== Material provided ==

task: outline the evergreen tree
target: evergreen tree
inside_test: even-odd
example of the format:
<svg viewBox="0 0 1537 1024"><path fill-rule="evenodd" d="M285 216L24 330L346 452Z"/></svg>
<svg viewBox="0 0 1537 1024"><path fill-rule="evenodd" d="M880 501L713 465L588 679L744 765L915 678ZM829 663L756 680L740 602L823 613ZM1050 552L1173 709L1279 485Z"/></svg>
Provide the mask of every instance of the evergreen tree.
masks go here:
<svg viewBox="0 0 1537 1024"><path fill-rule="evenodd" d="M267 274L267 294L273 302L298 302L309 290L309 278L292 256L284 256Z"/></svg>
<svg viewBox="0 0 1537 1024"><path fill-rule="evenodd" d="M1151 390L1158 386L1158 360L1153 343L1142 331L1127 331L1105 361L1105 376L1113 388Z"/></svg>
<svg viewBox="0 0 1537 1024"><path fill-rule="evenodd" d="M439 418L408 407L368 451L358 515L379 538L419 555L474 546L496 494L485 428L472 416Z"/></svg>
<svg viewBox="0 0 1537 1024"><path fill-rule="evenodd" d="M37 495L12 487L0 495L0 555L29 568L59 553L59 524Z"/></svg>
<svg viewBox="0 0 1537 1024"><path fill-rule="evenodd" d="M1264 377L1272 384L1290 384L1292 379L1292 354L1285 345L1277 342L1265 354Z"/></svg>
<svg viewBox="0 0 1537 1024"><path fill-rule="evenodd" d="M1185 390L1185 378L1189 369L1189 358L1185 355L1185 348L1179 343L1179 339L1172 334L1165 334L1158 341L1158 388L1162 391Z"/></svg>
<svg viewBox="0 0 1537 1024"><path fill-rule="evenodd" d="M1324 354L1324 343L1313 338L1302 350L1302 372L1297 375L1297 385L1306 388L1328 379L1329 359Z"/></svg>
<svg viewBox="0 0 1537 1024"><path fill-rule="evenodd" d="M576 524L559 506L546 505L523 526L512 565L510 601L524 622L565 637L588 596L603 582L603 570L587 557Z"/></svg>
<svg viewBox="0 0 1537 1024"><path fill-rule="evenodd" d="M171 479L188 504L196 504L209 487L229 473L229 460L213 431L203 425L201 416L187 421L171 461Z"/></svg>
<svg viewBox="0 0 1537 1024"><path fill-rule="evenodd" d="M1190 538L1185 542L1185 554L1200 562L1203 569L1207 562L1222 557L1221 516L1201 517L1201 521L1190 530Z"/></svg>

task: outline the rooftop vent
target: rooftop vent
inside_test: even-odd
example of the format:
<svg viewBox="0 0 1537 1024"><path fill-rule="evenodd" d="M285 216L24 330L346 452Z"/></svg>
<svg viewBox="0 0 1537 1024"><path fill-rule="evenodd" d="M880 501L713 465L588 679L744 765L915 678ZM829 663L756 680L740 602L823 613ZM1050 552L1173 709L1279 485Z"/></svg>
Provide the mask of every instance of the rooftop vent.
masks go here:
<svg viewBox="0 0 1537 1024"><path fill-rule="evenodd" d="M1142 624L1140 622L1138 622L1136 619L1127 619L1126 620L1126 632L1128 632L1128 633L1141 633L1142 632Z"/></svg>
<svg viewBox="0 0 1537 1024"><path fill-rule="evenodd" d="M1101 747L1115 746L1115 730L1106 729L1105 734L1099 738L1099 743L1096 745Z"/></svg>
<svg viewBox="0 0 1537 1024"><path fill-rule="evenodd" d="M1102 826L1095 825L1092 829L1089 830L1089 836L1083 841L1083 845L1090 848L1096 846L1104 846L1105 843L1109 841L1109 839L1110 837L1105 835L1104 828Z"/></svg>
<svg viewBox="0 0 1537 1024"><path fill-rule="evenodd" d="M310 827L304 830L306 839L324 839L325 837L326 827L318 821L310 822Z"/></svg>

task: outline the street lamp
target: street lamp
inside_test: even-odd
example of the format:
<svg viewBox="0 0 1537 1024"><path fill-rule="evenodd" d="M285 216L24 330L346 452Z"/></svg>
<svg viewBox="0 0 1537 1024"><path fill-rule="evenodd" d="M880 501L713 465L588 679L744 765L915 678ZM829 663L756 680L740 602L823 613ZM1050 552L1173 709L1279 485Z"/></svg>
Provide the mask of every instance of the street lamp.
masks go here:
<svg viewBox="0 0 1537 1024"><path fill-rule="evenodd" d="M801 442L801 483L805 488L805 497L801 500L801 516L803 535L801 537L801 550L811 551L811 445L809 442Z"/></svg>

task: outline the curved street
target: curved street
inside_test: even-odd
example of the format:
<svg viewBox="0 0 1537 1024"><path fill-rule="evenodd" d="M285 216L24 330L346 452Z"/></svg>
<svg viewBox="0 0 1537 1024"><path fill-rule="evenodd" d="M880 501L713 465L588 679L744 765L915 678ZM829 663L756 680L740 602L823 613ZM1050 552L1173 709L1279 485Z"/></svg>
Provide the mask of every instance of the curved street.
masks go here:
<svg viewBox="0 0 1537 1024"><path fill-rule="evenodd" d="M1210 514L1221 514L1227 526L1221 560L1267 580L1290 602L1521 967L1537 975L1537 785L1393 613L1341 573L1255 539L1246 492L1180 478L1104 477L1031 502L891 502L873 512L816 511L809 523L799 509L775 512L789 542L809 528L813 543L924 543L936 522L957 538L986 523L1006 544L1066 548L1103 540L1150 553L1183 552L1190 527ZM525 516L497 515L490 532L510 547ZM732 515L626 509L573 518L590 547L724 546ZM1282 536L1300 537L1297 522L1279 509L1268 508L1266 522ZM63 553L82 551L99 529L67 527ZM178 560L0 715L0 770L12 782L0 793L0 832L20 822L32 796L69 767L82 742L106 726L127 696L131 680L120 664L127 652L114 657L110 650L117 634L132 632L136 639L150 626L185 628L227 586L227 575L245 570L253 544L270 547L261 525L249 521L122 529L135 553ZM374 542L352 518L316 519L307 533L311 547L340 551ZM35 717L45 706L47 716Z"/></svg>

* * *

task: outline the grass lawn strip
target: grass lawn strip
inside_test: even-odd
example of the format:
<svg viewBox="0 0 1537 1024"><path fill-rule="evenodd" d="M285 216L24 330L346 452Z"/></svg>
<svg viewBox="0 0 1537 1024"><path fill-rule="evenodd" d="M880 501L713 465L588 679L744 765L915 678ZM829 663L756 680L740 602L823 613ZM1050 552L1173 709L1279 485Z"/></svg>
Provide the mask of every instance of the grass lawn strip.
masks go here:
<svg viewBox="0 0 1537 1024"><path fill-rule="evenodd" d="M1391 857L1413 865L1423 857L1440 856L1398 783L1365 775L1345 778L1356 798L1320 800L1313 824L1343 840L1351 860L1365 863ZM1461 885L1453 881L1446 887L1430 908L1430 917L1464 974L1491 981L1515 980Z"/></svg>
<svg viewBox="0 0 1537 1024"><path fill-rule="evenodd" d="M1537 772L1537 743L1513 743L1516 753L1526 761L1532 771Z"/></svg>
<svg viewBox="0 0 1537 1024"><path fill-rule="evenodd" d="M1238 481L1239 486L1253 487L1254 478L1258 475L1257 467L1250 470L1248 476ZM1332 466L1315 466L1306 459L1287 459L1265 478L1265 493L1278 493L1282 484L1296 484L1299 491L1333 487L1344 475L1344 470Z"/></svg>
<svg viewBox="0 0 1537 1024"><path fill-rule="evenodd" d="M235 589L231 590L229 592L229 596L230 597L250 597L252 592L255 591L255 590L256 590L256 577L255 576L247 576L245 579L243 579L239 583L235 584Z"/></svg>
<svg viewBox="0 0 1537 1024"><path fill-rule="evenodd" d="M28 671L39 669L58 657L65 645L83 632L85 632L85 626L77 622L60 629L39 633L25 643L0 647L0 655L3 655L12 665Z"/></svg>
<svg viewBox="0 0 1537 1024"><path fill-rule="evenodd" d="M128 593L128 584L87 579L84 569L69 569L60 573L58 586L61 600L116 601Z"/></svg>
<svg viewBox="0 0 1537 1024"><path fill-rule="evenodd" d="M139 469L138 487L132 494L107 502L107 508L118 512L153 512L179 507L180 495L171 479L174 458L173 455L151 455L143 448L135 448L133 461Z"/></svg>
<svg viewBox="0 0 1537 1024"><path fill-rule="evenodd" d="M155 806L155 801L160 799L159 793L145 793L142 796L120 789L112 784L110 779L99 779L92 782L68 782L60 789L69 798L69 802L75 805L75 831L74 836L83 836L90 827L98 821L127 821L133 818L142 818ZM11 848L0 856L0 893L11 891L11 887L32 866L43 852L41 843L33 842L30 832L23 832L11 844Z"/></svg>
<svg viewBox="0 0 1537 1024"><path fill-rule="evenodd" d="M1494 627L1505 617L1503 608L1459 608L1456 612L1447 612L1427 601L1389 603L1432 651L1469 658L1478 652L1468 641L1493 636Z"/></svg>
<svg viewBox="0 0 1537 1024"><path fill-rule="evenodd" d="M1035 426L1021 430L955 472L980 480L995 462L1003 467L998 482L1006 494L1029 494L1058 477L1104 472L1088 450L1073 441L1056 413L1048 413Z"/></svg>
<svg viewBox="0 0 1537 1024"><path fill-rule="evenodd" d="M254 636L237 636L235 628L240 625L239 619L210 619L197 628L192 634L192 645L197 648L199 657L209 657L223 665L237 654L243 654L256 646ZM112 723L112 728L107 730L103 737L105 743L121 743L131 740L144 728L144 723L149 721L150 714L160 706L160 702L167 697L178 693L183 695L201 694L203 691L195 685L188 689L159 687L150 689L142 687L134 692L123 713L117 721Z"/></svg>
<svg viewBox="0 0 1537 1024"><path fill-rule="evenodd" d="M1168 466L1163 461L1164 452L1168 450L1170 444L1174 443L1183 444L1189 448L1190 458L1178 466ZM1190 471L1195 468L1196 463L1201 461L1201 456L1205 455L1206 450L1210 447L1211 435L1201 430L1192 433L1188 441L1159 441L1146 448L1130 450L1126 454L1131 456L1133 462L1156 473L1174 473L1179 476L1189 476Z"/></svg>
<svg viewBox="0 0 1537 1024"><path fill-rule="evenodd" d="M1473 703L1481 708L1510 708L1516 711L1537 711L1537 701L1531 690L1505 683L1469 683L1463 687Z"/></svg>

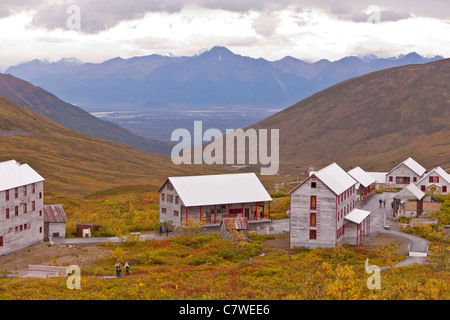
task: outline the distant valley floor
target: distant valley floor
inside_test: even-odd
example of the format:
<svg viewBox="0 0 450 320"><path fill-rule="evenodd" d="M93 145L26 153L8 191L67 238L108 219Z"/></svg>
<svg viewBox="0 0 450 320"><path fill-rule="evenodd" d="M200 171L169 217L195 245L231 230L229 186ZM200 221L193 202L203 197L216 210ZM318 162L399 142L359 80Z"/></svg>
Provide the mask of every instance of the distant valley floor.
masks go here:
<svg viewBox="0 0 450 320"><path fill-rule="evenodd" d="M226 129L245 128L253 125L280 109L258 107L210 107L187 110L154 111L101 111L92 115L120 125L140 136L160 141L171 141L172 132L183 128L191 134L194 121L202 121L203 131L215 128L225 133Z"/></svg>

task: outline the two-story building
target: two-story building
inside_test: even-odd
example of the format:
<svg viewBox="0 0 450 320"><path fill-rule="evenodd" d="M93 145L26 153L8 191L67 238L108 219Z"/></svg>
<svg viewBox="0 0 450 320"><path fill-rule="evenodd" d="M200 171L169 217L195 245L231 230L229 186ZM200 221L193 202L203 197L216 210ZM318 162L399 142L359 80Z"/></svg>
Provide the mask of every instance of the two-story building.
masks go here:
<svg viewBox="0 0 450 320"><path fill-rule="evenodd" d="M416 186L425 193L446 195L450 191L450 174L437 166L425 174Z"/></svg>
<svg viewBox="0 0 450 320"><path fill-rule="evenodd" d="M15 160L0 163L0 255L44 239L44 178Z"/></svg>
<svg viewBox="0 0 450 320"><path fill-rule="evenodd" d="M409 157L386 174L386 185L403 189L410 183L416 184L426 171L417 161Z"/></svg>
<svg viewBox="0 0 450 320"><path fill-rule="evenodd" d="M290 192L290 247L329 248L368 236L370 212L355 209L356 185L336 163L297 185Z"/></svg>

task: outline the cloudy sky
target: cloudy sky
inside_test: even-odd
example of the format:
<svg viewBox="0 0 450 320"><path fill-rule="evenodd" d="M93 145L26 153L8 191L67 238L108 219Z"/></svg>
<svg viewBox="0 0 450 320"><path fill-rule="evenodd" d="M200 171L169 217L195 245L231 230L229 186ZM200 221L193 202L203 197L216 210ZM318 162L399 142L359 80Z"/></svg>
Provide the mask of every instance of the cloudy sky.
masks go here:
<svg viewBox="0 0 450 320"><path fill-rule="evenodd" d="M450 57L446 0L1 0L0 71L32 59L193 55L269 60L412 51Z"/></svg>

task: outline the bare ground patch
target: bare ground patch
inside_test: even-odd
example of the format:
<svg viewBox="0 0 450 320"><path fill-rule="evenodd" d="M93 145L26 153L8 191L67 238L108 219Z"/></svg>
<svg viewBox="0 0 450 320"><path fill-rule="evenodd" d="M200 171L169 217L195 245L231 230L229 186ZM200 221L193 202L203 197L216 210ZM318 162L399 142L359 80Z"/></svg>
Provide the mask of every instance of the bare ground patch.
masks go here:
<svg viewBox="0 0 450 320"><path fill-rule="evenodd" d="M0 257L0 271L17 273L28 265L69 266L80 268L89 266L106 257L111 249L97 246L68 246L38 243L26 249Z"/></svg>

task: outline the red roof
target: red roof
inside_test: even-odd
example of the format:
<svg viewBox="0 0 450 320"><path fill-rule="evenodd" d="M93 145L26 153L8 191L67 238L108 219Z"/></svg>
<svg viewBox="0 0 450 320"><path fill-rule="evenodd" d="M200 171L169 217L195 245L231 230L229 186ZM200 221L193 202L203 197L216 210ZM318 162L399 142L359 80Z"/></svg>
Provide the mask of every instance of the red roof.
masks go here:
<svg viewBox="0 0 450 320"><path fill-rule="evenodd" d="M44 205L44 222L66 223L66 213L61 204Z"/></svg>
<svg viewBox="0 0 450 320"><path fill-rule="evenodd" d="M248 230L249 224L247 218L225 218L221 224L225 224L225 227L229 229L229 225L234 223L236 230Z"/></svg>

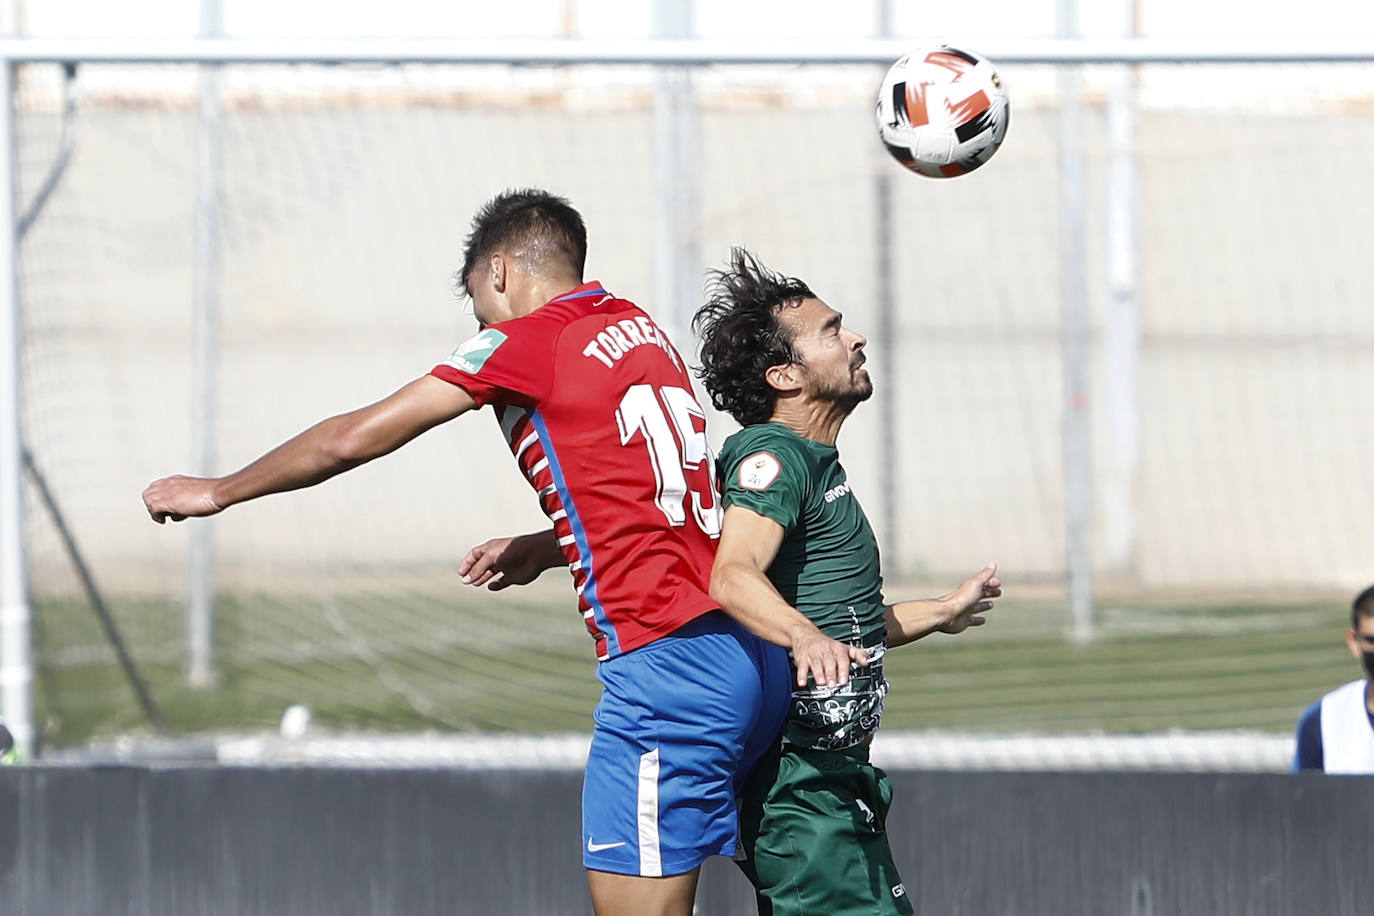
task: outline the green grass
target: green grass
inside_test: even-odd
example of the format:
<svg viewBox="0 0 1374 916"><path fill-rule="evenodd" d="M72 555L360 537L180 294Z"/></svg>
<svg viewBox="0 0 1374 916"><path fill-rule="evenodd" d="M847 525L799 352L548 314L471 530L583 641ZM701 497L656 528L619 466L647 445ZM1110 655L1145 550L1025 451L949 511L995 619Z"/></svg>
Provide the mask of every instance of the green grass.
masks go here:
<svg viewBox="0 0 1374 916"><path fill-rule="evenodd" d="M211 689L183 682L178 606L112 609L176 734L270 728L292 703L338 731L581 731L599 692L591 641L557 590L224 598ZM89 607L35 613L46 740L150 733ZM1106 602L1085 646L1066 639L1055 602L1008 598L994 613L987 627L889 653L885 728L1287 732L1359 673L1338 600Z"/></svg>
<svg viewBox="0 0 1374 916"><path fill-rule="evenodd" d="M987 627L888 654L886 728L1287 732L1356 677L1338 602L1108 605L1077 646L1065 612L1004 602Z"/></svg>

---

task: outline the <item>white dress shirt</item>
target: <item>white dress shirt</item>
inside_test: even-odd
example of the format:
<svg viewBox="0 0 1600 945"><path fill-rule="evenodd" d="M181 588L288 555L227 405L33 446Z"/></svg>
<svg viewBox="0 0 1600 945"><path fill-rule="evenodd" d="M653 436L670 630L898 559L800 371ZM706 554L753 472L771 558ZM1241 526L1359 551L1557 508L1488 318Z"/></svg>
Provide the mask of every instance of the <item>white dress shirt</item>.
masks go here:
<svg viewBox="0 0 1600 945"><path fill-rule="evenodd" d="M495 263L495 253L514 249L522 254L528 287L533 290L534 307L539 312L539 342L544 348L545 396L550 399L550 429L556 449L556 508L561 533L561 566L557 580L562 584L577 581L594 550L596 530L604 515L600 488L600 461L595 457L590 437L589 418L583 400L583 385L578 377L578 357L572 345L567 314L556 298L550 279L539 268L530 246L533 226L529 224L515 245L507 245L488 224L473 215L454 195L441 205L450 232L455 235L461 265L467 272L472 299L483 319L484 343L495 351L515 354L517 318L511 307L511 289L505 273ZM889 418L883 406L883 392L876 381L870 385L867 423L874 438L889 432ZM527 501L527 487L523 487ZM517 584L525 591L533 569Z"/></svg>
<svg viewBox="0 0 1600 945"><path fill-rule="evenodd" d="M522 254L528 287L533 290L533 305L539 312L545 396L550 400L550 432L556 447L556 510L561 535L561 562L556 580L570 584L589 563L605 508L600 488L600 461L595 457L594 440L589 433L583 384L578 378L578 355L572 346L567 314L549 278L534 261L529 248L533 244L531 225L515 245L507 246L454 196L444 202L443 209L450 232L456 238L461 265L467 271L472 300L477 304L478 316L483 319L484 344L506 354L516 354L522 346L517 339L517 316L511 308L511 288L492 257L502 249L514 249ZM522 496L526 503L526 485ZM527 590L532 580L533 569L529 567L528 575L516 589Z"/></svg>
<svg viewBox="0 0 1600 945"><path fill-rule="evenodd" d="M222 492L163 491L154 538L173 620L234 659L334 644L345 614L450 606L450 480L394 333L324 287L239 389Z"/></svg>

== Problem details ==
The answer should be all lines from the entries above that hold the word "instance".

== Solution to this problem ==
Provide the mask of every instance of the evergreen tree.
Provide the mask of every instance of the rooftop vent.
Provide the mask of every instance of the street lamp.
Provide the mask of every instance of the curved street.
Provide the mask of every instance of the grass lawn strip.
Provide the mask of every instance of the distant valley floor.
Provide the mask of every instance of the two-story building.
Provide the mask of every instance of the cloudy sky.
Provide the mask of every instance of the bare ground patch.
Provide the mask of every instance of the red roof.
Provide the mask of every instance of the green grass.
Provide the mask of every instance of the <item>white dress shirt</item>.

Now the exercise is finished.